[Data supplied]
◆ ◆ ◆ ◆ ◆ ◆ ◆
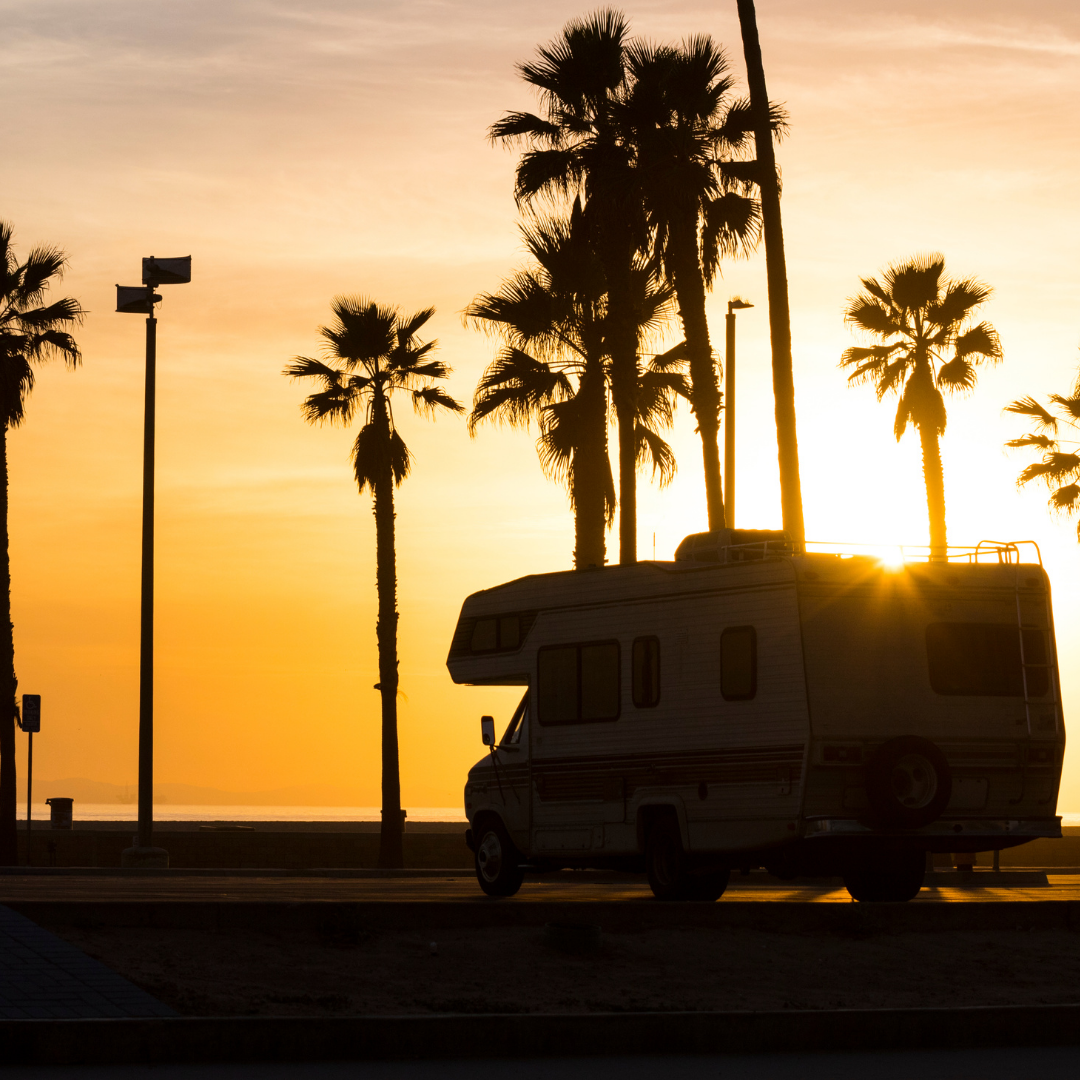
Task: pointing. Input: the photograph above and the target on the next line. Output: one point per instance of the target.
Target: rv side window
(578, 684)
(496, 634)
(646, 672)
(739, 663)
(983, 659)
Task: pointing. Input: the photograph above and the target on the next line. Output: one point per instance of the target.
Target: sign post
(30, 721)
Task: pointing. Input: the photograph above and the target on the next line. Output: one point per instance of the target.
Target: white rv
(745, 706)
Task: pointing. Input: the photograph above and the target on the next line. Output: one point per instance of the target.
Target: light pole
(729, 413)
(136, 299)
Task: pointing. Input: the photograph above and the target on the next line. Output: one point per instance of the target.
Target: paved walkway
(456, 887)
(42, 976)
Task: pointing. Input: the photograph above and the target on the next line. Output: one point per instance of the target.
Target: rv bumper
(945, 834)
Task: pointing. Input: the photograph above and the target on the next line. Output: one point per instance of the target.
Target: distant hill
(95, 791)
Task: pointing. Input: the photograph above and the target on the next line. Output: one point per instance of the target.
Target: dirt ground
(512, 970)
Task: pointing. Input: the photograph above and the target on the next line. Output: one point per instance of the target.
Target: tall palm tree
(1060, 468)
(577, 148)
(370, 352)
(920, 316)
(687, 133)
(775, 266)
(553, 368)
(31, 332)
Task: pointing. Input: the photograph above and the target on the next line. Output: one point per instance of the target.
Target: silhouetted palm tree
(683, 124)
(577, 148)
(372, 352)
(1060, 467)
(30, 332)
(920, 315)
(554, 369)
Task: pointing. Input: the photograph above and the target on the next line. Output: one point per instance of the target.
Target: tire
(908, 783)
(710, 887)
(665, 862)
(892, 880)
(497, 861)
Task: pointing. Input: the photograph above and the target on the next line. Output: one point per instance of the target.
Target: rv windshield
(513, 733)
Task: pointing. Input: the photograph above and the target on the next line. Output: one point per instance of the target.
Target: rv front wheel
◆ ◆ ◆ ◆ ◆ ◆ ◆
[Written task]
Copy the entries exactly. Leave out the images.

[Full output]
Task: pointing. Input: the photograph above and the target on the next line. Output: one point per instance of the target.
Target: rv side window
(578, 684)
(496, 634)
(646, 672)
(739, 663)
(983, 659)
Task: pointing. Input: the photograph above and the target on the next line. Output: one point per instance of the target.
Target: sign post
(30, 721)
Task: pointing. Input: the photograph above and the target on the next line. Output: one point per instance of the target.
Target: white rv
(745, 706)
Task: pointing. Input: the photograph above and the target on the next line. Output: one point per instance of the target.
Target: light pole
(729, 413)
(136, 299)
Task: pointing. Input: the photograph above and the target on the next line. Output: one point per instance of the target.
Target: paved walkway
(456, 887)
(42, 976)
Task: pointing. Input: the photograph above and the target on the next line. Output: one point per instance of the target.
Target: rv bumper
(945, 834)
Task: pointing. Input: the photograph above and the target on the next line. Output: one point per instance of the target.
Target: distant hill
(95, 791)
Task: pointing. Input: the photograph above and the target on the next line. Output: one point per instance of the target.
Target: dirt ground
(512, 970)
Task: pointing. Input: the photograph above and the target on the next line. Output: one point per instance of the target.
Target: tall palm tree
(1060, 468)
(577, 148)
(370, 352)
(920, 316)
(687, 133)
(775, 266)
(553, 368)
(31, 332)
Task: pointing. Input: the photograph above and the target on the next line. Output: one point per instance of the target.
Target: silhouetted palm tree
(683, 124)
(577, 148)
(372, 352)
(1060, 467)
(30, 332)
(920, 315)
(554, 369)
Task: pointing. Input: the photograph above and the target on the next line. Output: one point per instance of the target.
Target: tire
(908, 783)
(710, 887)
(665, 862)
(892, 880)
(497, 861)
Task: pointing. Input: the photograph above and the target on the next line. Output: one point per instance of the target.
Target: rv windshield
(513, 733)
Task: pointing. Input: the photograph above and the target on the next line. Output: one point per instance of the target.
Target: rv front wheel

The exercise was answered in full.